◆ Objetivo da tarefa
Escreva todas as linhas do material abaixo como uma lista JSON de strings, uma string por linha, omitindo as linhas em branco. Deixe as imagens fora da resposta.

Entradas de indicação de objetos rotulados
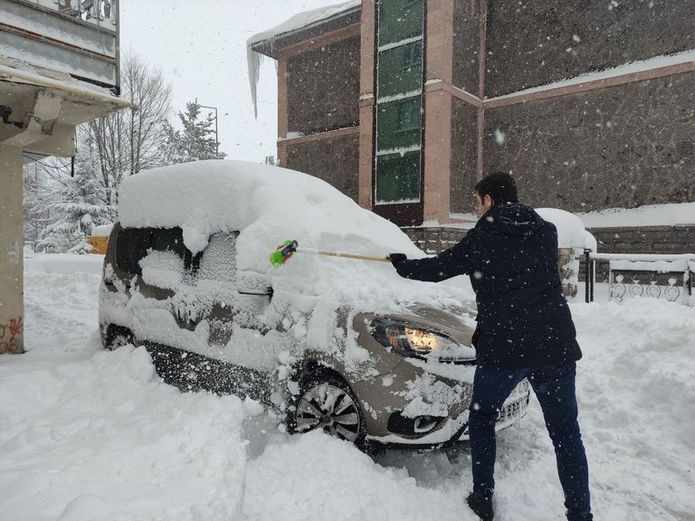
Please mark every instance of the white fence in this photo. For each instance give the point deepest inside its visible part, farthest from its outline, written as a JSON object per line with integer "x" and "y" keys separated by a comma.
{"x": 667, "y": 277}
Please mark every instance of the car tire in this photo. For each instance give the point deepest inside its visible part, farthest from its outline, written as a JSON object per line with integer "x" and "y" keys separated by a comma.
{"x": 326, "y": 401}
{"x": 118, "y": 337}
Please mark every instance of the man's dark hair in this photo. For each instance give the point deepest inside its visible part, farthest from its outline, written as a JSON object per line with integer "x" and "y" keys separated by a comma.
{"x": 498, "y": 185}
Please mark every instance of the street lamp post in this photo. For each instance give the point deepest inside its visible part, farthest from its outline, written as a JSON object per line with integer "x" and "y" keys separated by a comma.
{"x": 217, "y": 140}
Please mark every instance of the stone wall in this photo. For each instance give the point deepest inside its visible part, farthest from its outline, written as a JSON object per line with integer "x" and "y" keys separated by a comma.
{"x": 323, "y": 88}
{"x": 653, "y": 239}
{"x": 538, "y": 42}
{"x": 336, "y": 161}
{"x": 464, "y": 118}
{"x": 466, "y": 45}
{"x": 623, "y": 146}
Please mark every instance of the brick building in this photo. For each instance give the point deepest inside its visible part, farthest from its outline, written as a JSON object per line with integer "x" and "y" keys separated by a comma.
{"x": 403, "y": 104}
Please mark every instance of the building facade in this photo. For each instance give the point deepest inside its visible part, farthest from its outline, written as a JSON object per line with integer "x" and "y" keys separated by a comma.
{"x": 59, "y": 67}
{"x": 404, "y": 104}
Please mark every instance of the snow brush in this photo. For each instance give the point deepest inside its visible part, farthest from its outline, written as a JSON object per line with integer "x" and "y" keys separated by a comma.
{"x": 284, "y": 252}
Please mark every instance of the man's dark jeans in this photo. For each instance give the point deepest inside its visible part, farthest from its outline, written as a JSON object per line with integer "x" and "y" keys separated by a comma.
{"x": 554, "y": 388}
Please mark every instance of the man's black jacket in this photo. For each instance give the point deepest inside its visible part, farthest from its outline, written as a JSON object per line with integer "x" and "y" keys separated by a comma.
{"x": 511, "y": 257}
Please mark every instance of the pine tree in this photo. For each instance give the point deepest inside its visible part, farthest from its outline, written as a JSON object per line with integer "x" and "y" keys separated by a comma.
{"x": 196, "y": 141}
{"x": 78, "y": 206}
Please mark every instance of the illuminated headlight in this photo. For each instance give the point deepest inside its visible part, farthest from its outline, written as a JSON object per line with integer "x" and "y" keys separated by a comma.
{"x": 413, "y": 341}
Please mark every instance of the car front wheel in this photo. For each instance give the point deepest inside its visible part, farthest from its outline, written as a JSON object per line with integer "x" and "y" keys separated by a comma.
{"x": 326, "y": 402}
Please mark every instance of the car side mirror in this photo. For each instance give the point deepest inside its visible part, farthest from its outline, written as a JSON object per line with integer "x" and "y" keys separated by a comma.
{"x": 252, "y": 283}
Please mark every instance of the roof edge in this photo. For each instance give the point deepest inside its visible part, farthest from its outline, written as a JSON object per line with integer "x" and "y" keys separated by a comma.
{"x": 268, "y": 46}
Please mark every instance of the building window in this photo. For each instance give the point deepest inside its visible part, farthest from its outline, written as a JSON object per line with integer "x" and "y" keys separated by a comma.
{"x": 398, "y": 169}
{"x": 411, "y": 55}
{"x": 409, "y": 117}
{"x": 399, "y": 177}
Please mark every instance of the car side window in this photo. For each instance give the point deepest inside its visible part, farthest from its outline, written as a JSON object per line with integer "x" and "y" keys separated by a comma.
{"x": 168, "y": 239}
{"x": 131, "y": 246}
{"x": 218, "y": 261}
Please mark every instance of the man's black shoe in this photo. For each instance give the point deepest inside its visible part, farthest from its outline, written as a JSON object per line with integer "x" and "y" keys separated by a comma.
{"x": 481, "y": 504}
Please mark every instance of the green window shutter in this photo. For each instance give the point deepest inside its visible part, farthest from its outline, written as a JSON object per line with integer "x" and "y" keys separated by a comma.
{"x": 398, "y": 169}
{"x": 399, "y": 177}
{"x": 400, "y": 70}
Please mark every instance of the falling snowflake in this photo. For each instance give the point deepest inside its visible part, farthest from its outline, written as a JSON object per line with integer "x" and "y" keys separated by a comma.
{"x": 499, "y": 137}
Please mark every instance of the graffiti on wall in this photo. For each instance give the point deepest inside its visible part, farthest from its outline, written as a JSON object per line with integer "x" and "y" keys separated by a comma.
{"x": 9, "y": 335}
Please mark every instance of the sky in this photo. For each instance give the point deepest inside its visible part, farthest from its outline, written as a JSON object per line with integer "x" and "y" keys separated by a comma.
{"x": 200, "y": 47}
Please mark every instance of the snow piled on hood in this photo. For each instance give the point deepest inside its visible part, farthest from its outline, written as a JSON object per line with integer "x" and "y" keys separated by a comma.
{"x": 570, "y": 229}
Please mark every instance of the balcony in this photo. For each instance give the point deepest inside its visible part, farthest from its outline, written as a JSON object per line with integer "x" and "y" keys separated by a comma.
{"x": 75, "y": 37}
{"x": 59, "y": 67}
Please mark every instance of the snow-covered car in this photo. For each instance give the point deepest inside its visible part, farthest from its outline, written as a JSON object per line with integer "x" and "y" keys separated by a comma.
{"x": 339, "y": 344}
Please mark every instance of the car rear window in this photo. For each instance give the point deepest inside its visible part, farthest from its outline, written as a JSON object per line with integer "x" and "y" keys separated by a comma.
{"x": 132, "y": 244}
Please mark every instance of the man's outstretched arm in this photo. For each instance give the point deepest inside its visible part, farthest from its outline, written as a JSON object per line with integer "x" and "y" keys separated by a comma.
{"x": 449, "y": 263}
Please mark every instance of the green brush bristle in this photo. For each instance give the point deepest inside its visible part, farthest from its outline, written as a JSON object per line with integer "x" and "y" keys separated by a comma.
{"x": 276, "y": 258}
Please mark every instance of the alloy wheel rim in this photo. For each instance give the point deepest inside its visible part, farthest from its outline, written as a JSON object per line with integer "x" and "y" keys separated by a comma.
{"x": 328, "y": 407}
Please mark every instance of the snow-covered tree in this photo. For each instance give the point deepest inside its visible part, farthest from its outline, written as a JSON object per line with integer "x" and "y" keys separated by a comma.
{"x": 78, "y": 204}
{"x": 107, "y": 150}
{"x": 126, "y": 142}
{"x": 195, "y": 141}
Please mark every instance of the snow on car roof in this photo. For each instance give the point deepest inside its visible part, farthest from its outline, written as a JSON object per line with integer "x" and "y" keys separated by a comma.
{"x": 267, "y": 205}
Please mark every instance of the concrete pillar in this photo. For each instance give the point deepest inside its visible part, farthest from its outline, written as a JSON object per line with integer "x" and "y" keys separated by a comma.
{"x": 438, "y": 107}
{"x": 283, "y": 118}
{"x": 11, "y": 251}
{"x": 367, "y": 44}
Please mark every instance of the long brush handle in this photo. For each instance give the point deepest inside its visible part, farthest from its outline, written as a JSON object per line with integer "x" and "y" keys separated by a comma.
{"x": 341, "y": 254}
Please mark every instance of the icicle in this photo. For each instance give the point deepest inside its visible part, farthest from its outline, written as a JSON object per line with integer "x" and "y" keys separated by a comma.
{"x": 254, "y": 60}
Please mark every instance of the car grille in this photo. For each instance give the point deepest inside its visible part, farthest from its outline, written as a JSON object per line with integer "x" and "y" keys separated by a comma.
{"x": 510, "y": 411}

◆ Resposta correta
[
  "Please mark every instance of the white fence in this photo. For each instance give the point deepest inside its visible part, farthest from its outline, written as a JSON object per line with integer \"x\" and \"y\" keys separated by a comma.",
  "{\"x\": 667, \"y\": 277}",
  "Please mark every instance of the car tire in this photo. For each instance give the point deepest inside its visible part, farthest from its outline, written as a JSON object per line with integer \"x\" and \"y\" keys separated by a comma.",
  "{\"x\": 326, \"y\": 401}",
  "{\"x\": 118, \"y\": 337}",
  "Please mark every instance of the man's dark hair in this photo. For each instance give the point deepest inside its visible part, farthest from its outline, written as a JSON object per line with integer \"x\" and \"y\" keys separated by a comma.",
  "{\"x\": 498, \"y\": 185}",
  "Please mark every instance of the street lamp post in this photo. For each instance give the point deepest inside its visible part, farthest from its outline, written as a JSON object per line with integer \"x\" and \"y\" keys separated by a comma.",
  "{\"x\": 217, \"y\": 140}",
  "Please mark every instance of the stone wall in this photo. For each instance give the point deepest inside its visible part, farthest from its outline, written as a JSON object per line with integer \"x\" and \"y\" keys separated by a comma.",
  "{\"x\": 323, \"y\": 88}",
  "{\"x\": 653, \"y\": 239}",
  "{\"x\": 538, \"y\": 42}",
  "{\"x\": 336, \"y\": 161}",
  "{\"x\": 464, \"y\": 118}",
  "{\"x\": 466, \"y\": 45}",
  "{\"x\": 623, \"y\": 146}",
  "Please mark every instance of the brick building in this photo. For each instance give the point deepest inside its visible part, farthest from its outline, written as a JSON object per line with integer \"x\" and \"y\" keys separated by a comma.",
  "{\"x\": 403, \"y\": 104}",
  "Please mark every instance of the building facade in this photo. For each instance give the point deepest inside its visible part, farthest from its outline, written as a JSON object per line with integer \"x\" and \"y\" keys separated by a comma.",
  "{\"x\": 59, \"y\": 67}",
  "{\"x\": 404, \"y\": 104}",
  "Please mark every instance of the snow brush in this photo. For each instance give the point deepest inside its visible part, farthest from its outline, written as a JSON object per line with integer \"x\" and \"y\" keys separated by a comma.",
  "{\"x\": 284, \"y\": 252}",
  "Please mark every instance of the man's dark jeans in this photo. For each instance give the point deepest inside its visible part, farthest from its outline, written as a JSON object per line with integer \"x\" and \"y\" keys separated by a comma.",
  "{\"x\": 554, \"y\": 388}",
  "Please mark every instance of the man's black jacket in this photo. For each instance give the point deepest inside its visible part, farthest from its outline, written as a JSON object per line with integer \"x\" and \"y\" keys separated by a comma.",
  "{\"x\": 511, \"y\": 257}",
  "Please mark every instance of the pine tree in this photo. For each instance give the point deepest inside its visible part, farthest from its outline, written as a JSON object per line with integer \"x\" and \"y\" keys separated by a comma.",
  "{\"x\": 196, \"y\": 141}",
  "{\"x\": 78, \"y\": 206}",
  "Please mark every instance of the illuminated headlight in this photo. For each instance give the point deepest inside its visible part, farthest from its outline, written as a JSON object per line with integer \"x\" and \"y\" keys separated by a comma.",
  "{\"x\": 413, \"y\": 341}",
  "Please mark every instance of the car front wheel in this photo. For each instance give the point deepest inside its visible part, farthest from its outline, written as a JSON object per line with integer \"x\" and \"y\" keys separated by a comma.",
  "{\"x\": 326, \"y\": 402}",
  "Please mark every instance of the car side mirror in this photo. For each instance give the point deepest inside its visible part, farthest from its outline, written as a JSON object per line with integer \"x\" and \"y\" keys separated by a comma.",
  "{\"x\": 252, \"y\": 283}",
  "Please mark every instance of the roof edge in this photo. For each instance give the point deepest inside its visible part, farthest from its outline, written as a JSON object per line with integer \"x\" and \"y\" keys separated by a comma.",
  "{\"x\": 268, \"y\": 46}",
  "Please mark every instance of the building window in this photo. For each instance give the point deepest inside its visible part, farthest from its outline, written as a JSON object per line with integer \"x\" and \"y\" keys separated by a comma.",
  "{\"x\": 398, \"y\": 169}",
  "{\"x\": 411, \"y\": 55}",
  "{\"x\": 409, \"y\": 117}",
  "{\"x\": 399, \"y\": 177}",
  "Please mark every instance of the car side window in this photo. For each instance give the point deepest inside its visible part, farthest from its outline, written as a JSON object per line with integer \"x\" and \"y\" keys separated by a comma.",
  "{\"x\": 168, \"y\": 239}",
  "{\"x\": 131, \"y\": 246}",
  "{\"x\": 218, \"y\": 261}",
  "Please mark every instance of the man's black shoe in this photo. For each instance give the point deepest inside its visible part, farthest from its outline, written as a JSON object per line with integer \"x\" and \"y\" keys separated by a comma.",
  "{\"x\": 481, \"y\": 504}",
  "Please mark every instance of the green window shutter in this photo. For each instance give the point deepest inside its visible part, farthest from its outline, written as a JSON object per line with integer \"x\" and \"y\" keys separated by a comma.",
  "{\"x\": 398, \"y\": 169}",
  "{\"x\": 399, \"y\": 177}",
  "{\"x\": 400, \"y\": 70}",
  "Please mark every instance of the falling snowflake in this photo. For each instance give the point deepest inside its visible part, farthest from its outline, written as a JSON object per line with integer \"x\" and \"y\" keys separated by a comma.",
  "{\"x\": 499, \"y\": 137}",
  "Please mark every instance of the graffiti on wall in this photo. For each instance give the point deepest inside its visible part, farthest from its outline, written as a JSON object per line with integer \"x\" and \"y\" keys separated by a comma.",
  "{\"x\": 9, \"y\": 335}",
  "Please mark every instance of the sky in this photo. For each instance give the point deepest inside its visible part, farthest from its outline, written as a JSON object per line with integer \"x\" and \"y\" keys separated by a comma.",
  "{\"x\": 200, \"y\": 47}",
  "Please mark every instance of the snow piled on hood in this photo. For each instance give the point deepest inside its visible part, farthest from its outline, written as a JSON object per line with integer \"x\" and \"y\" keys separated by a comma.",
  "{\"x\": 570, \"y\": 229}",
  "Please mark every instance of the balcony in this photo. For each instance give the point deepest inside its visible part, farthest from its outline, written as a JSON object per line with integer \"x\" and \"y\" keys separated by a comma.",
  "{\"x\": 75, \"y\": 37}",
  "{\"x\": 59, \"y\": 67}",
  "Please mark every instance of the snow-covered car in this photo. For each instance give the point deepest inside its visible part, farthest from its outline, written as a JSON object per line with integer \"x\" and \"y\" keys separated by a comma.",
  "{\"x\": 339, \"y\": 344}",
  "Please mark every instance of the car rear window in this photo. For each instance give the point deepest inside its visible part, farthest from its outline, written as a JSON object per line with integer \"x\" and \"y\" keys separated by a comma.",
  "{\"x\": 132, \"y\": 244}",
  "Please mark every instance of the man's outstretched arm in this photo. For each instance give the point deepest inside its visible part, farthest from its outline, written as a JSON object per line with integer \"x\" and \"y\" keys separated by a comma.",
  "{\"x\": 449, \"y\": 263}",
  "Please mark every instance of the green brush bristle in this photo. For each instance give the point deepest inside its visible part, farthest from its outline, written as a JSON object per line with integer \"x\" and \"y\" keys separated by a comma.",
  "{\"x\": 276, \"y\": 258}",
  "Please mark every instance of the alloy wheel rim in this photo. For each instance give the point deepest inside its visible part, farthest from its outline, written as a JSON object per line with integer \"x\" and \"y\" keys separated by a comma.",
  "{\"x\": 328, \"y\": 407}",
  "Please mark every instance of the snow-covered tree in this photo. For each instance give the point deepest inside its visible part, farthest from its outline, written as a JSON object per line with integer \"x\" and \"y\" keys separated by a comma.",
  "{\"x\": 78, \"y\": 204}",
  "{\"x\": 107, \"y\": 150}",
  "{\"x\": 126, \"y\": 142}",
  "{\"x\": 195, \"y\": 141}",
  "Please mark every instance of the snow on car roof in this photo. For each instance give the point deepest inside its visible part, farthest from its outline, written as a JSON object per line with integer \"x\" and \"y\" keys separated by a comma.",
  "{\"x\": 267, \"y\": 205}",
  "Please mark every instance of the concrete pillar in this photo. For each instance give the point deepest inside its visible part, farthest from its outline, written as a JSON object per line with integer \"x\" and \"y\" keys separated by a comma.",
  "{\"x\": 438, \"y\": 107}",
  "{\"x\": 283, \"y\": 118}",
  "{\"x\": 11, \"y\": 251}",
  "{\"x\": 367, \"y\": 44}",
  "Please mark every instance of the long brush handle in this photo. For each instance give the point deepest inside its visible part, farthest from its outline, written as a JSON object per line with integer \"x\" and \"y\" keys separated by a comma.",
  "{\"x\": 341, \"y\": 254}",
  "Please mark every instance of the icicle in this photo. For each instance give the point deepest inside its visible part, farthest from its outline, written as a JSON object per line with integer \"x\" and \"y\" keys separated by a comma.",
  "{\"x\": 254, \"y\": 60}",
  "Please mark every instance of the car grille in this photo. For each instance give the point deepest inside its visible part, farthest from its outline, written as a JSON object per line with integer \"x\" and \"y\" keys separated by a comma.",
  "{\"x\": 510, \"y\": 411}"
]